Rewrite the lines from the one containing "Indicate one point per instance of the decorative" through the one containing "Indicate one point per instance of the man wearing", changing "Indicate" to "Mark" and leaving everything else in them as it is.

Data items
***
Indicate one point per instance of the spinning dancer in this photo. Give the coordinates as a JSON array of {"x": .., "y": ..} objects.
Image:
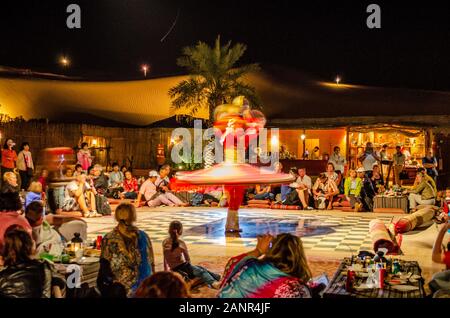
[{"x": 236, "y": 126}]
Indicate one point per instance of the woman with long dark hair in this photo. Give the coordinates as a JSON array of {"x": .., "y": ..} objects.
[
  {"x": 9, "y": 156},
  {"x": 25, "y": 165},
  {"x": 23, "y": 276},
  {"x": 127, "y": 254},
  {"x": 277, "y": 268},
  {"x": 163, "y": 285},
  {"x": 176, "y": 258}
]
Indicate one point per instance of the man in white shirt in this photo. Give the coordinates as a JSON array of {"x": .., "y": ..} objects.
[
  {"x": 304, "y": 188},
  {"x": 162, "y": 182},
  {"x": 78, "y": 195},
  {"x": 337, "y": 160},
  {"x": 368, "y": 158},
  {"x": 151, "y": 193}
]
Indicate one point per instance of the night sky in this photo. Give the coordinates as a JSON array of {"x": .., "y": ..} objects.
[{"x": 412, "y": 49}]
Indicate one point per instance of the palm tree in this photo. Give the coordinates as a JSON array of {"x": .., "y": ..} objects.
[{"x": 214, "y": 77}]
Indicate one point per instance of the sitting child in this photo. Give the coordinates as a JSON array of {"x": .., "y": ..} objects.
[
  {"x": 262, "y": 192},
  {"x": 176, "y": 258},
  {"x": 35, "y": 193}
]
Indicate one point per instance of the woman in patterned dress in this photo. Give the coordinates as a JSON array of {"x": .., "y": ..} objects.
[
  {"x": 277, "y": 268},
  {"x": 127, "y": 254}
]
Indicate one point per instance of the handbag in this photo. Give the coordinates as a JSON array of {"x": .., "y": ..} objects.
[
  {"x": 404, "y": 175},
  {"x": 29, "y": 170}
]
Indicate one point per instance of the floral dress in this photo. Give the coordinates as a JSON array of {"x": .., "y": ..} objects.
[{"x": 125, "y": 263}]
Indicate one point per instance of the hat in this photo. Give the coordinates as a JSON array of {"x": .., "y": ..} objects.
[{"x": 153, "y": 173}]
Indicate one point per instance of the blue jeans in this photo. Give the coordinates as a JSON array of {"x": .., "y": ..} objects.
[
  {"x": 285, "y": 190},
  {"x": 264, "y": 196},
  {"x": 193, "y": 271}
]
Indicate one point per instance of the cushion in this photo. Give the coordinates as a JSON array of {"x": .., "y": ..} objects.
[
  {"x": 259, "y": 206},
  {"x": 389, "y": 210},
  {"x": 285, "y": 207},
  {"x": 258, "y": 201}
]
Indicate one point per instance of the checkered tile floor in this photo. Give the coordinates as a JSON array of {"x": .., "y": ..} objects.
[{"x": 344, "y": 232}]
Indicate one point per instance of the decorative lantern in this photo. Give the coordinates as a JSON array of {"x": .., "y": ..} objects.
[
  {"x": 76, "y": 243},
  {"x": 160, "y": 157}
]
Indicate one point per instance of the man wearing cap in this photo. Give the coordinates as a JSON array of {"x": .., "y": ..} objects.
***
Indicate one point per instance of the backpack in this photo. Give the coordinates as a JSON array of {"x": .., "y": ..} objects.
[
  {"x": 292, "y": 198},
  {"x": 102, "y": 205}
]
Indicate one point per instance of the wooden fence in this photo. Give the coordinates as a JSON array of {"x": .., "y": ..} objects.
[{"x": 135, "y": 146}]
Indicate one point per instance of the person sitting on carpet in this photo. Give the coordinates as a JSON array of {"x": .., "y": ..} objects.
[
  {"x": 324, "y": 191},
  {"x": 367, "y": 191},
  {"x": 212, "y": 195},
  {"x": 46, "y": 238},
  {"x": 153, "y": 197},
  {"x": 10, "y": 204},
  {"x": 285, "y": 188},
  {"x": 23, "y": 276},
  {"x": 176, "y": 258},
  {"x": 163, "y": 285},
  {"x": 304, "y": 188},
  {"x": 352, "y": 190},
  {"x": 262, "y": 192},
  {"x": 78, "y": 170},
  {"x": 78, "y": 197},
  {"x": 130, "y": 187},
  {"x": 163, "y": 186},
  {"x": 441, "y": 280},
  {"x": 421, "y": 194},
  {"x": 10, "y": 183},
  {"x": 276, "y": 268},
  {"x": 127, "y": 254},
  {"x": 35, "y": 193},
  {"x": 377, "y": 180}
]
***
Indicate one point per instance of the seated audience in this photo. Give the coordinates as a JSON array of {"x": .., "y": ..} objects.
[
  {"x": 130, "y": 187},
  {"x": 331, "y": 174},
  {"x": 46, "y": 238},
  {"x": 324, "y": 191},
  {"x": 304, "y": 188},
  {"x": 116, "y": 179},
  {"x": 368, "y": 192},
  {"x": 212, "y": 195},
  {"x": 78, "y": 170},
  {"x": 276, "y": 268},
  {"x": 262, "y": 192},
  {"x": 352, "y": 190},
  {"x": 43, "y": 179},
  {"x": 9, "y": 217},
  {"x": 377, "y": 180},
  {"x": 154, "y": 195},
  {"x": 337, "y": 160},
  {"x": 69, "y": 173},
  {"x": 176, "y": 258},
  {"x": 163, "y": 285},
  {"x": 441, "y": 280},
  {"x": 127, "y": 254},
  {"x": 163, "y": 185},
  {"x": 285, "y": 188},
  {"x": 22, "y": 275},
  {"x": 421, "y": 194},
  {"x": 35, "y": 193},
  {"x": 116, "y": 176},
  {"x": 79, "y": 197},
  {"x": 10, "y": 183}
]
***
_Output below_:
Mark one point per instance of the decorative lantern in this photo. Give the coordinates as a JSON array of {"x": .., "y": ..} objects.
[
  {"x": 76, "y": 243},
  {"x": 160, "y": 157}
]
Mark one point per instance of the man wearing cap in this photo. Give the coordinates as a JSON array of {"x": .., "y": ..} objects.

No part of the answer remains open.